TAREAS A REALIZAR:
**A)** Reproduce el pasaje del texto sobre el patio del colegio comenzando por "A la hora del" y siguiendo hasta "otro niño gacela.".
**B)** Indica si cada afirmación concuerda con el texto sobre el patio del colegio, respondiendo sí o no y citando literalmente las palabras del texto que lo determinan: (i) Los profesores tomaban café en la sala de profesores mientras veían los juegos olímpicos. (ii) Georgia suele ser una niña agresiva. (iii) Rusia acusa a Georgia de haber empezado.
**C)** Retoma el texto sobre el patio del colegio y continúalo a partir de su última oración.

FRAGMENTO PROPORCIONADO:
--- --- ---

A la hora del patio todos los niños juegan, pero algunos no saben hacerlo sin dañar a los demás. Son niños cazadores, niños hambrientos, virtuosos en el arte de la violencia. Grupúsculos de niños gacela corren de la cancha de fútbol a la zona ajardinada vigilados por el jefe del patio y sus matones. Los profesores, malhumoradas por tener que pasar el tiempo de descanso paseando por el patio, descubren las cacerías una vez perpetradas, cuando un niño gacela acude llorando, arrastrando los restos de otro niño gacela.
Georgia, una niña normalmente tranquila, se ha enfadado porque Osetia del Sur y Abjazia no quieren jugar con ella. Ha prescindido de la mediación y se ha mostrado cruel con ellas. La ley del patio está regida por juegos de poder, estrategias poco sutiles, muchas veces guiadas por el aburrimiento. Al matón de Rusia le ha salido el justiciero que lleva dentro, o así lo quiere creer, cuando ha visto en esta opción de Sembrar la Paz una oportunidad para Hacer la Guerra, de entretenerse, de marcar el territorio.
Los profesores llegan finalmente, tarde, cuando ya sangran algunos niños, alarmados por el revuelo que se ha armado en el patio mientras tomaban café, delante de un televisor en la sala de profesores, viendo los juegos olímpicos durante su descanso. El anciano europeo, el tembloroso G-8, la medicada Naciones Unidas. Cada niño cuenta su versión. Los más pequeños tienen algún corte en la boca, han sido arrastrados por el suelo y pateados. Todos acusan al matón Rusia, que señala rápidamente a Georgia, ¡ella empezó!: aunque el ataque de celo transitorio de Georgia sea una rareza en ella, no puede perdonársele. Georgia llora, sabe que tendrá castigo, el propio, además de que la paliza que le ha dado Rusia quedará impune. Los niños ven a los profesores saturados.

--- --- ---

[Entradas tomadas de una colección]

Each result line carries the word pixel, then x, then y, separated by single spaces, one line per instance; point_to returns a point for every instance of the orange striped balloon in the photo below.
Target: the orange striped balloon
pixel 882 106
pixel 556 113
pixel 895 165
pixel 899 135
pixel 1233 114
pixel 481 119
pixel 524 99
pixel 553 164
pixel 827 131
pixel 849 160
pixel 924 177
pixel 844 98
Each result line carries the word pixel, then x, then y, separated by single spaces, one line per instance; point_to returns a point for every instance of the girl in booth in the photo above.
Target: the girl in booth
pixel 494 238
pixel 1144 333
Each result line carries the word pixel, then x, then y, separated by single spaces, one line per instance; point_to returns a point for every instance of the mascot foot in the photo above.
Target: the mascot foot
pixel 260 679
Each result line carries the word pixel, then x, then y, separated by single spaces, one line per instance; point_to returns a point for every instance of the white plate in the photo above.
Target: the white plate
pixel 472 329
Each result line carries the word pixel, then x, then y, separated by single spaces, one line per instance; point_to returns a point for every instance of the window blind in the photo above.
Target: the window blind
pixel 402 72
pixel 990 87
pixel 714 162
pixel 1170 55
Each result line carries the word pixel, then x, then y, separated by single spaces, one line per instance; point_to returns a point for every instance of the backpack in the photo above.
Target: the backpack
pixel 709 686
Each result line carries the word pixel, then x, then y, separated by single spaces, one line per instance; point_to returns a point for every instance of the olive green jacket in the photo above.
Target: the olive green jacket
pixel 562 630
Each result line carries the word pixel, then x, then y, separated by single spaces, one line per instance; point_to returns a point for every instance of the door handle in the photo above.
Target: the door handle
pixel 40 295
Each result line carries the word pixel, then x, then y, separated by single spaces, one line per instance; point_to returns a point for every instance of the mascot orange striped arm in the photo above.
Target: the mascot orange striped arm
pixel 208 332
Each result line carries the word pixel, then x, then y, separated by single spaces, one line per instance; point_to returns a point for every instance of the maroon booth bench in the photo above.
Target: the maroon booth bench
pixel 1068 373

--- --- ---

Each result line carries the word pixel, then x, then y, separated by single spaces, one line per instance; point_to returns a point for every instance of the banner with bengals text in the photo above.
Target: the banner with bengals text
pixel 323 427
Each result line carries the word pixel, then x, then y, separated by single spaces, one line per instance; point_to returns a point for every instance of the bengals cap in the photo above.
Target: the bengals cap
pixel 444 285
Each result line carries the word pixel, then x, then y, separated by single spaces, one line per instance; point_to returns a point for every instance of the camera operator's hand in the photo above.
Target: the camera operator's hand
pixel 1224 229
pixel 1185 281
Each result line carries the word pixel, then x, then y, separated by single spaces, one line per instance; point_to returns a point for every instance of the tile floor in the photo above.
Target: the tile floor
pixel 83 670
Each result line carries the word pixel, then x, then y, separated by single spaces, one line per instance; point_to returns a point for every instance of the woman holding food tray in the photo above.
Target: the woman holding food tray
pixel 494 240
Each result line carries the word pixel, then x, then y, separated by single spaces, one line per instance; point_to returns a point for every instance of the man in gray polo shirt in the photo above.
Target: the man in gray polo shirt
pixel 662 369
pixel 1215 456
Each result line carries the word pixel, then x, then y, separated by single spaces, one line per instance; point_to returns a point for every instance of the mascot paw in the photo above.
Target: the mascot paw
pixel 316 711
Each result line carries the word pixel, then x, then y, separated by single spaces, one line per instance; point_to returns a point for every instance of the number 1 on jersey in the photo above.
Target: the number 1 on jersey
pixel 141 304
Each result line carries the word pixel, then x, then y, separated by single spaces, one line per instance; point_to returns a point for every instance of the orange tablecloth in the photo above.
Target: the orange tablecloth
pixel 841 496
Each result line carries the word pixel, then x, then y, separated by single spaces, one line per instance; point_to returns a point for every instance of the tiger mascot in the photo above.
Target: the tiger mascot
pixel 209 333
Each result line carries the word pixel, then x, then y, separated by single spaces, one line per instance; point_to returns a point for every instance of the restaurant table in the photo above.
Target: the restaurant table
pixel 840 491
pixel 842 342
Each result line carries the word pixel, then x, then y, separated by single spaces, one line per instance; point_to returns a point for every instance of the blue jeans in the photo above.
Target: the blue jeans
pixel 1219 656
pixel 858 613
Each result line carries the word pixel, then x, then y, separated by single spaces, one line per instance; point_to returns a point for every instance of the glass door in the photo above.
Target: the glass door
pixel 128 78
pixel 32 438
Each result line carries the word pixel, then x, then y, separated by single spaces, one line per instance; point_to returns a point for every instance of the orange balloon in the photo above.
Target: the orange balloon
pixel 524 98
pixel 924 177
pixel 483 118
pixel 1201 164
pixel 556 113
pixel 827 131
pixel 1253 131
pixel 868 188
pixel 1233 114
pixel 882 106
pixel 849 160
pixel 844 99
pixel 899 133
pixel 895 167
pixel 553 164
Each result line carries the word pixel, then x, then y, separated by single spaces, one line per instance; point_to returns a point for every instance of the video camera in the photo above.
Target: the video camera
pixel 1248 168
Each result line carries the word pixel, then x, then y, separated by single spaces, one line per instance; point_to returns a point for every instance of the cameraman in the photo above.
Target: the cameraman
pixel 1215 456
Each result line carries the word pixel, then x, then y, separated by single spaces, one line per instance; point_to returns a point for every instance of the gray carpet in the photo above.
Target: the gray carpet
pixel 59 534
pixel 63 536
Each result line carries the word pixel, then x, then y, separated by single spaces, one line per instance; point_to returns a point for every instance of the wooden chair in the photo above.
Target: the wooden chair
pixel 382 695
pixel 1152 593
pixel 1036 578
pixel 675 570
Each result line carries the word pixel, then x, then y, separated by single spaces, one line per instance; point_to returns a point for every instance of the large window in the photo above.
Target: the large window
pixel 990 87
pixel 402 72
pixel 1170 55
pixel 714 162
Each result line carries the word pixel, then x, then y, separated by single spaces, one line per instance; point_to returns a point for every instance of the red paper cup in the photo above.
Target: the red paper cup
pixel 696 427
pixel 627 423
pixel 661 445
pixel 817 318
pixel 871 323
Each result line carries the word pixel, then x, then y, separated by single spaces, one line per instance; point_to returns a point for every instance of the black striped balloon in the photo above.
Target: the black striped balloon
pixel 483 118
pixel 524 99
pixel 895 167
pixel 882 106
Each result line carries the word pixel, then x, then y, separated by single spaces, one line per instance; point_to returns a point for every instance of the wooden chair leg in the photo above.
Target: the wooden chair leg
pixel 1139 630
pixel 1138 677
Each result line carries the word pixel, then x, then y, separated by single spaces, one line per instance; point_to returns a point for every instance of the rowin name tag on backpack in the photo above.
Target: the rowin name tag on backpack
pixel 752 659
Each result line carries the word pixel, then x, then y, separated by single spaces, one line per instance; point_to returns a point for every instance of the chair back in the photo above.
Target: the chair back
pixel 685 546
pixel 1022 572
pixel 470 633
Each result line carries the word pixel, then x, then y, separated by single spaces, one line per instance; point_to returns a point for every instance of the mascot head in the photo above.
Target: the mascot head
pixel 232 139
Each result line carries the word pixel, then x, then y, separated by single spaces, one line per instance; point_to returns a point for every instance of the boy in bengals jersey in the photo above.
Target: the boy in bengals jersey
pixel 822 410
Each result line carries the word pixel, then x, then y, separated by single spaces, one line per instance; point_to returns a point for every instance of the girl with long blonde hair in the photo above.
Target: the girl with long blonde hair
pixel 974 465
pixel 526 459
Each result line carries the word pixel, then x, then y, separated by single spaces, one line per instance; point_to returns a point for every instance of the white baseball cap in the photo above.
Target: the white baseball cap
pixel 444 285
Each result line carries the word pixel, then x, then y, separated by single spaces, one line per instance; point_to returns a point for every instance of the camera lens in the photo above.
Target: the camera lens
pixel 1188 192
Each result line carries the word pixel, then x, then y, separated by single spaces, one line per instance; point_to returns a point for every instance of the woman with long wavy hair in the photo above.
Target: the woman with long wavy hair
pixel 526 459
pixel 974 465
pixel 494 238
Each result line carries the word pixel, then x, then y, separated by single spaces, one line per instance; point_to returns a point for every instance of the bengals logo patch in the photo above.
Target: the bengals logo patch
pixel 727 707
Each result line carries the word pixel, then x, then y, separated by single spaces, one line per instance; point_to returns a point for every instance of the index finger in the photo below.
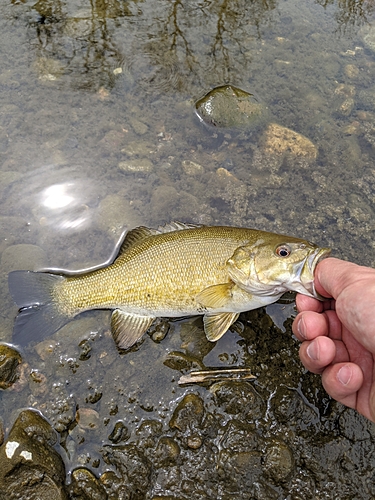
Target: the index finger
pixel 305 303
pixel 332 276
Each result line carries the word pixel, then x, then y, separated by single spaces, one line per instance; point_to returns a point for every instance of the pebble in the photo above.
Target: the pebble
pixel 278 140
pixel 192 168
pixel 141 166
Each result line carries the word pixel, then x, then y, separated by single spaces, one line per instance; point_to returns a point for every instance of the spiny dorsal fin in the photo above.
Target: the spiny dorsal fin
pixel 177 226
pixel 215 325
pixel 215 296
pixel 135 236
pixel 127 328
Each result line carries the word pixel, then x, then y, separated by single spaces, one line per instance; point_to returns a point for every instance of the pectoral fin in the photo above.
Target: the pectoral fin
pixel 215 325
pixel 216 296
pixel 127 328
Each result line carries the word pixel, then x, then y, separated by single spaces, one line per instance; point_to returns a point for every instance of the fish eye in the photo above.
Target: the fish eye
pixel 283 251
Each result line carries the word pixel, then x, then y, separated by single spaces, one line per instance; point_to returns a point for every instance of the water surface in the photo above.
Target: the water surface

--- --- ---

RESULTADOS DE TAREAS:
**A)**
A la hora del patio todos los niños juegan, pero algunos no saben hacerlo sin dañar a los demás. Son niños cazadores, niños hambrientos, virtuosos en el arte de la violencia. Grupúsculos de niños gacela corren de la cancha de fútbol a la zona ajardinada vigilados por el jefe del patio y sus matones. Los profesores, malhumoradas por tener que pasar el tiempo de descanso paseando por el patio, descubren las cacerías una vez perpetradas, cuando un niño gacela acude llorando, arrastrando los restos de otro niño gacela.

**B)**
(i) Sí: "mientras tomaban café, delante de un televisor en la sala de profesores, viendo los juegos olímpicos durante su descanso".
(ii) No: "Georgia, una niña normalmente tranquila".
(iii) Sí: "que señala rápidamente a Georgia, ¡ella empezó!".

**C)**
Estos se apresuran, índice en alto, a amonestar a los alumnos. Incapaces de poner ley en tanto caos ordenan (hueco deseo) que no se vuelva a repetir. (¿Qué no se repita el qué? Todo, nada, en general.) Quieren volver al café, aunque haya niños que aún lloran: se harán fuertes, independientes, no pasa nada. Pero entonces llega el jefe del patio, el matón más matón de todos, que ha contemplado la escena desde lejos, silente.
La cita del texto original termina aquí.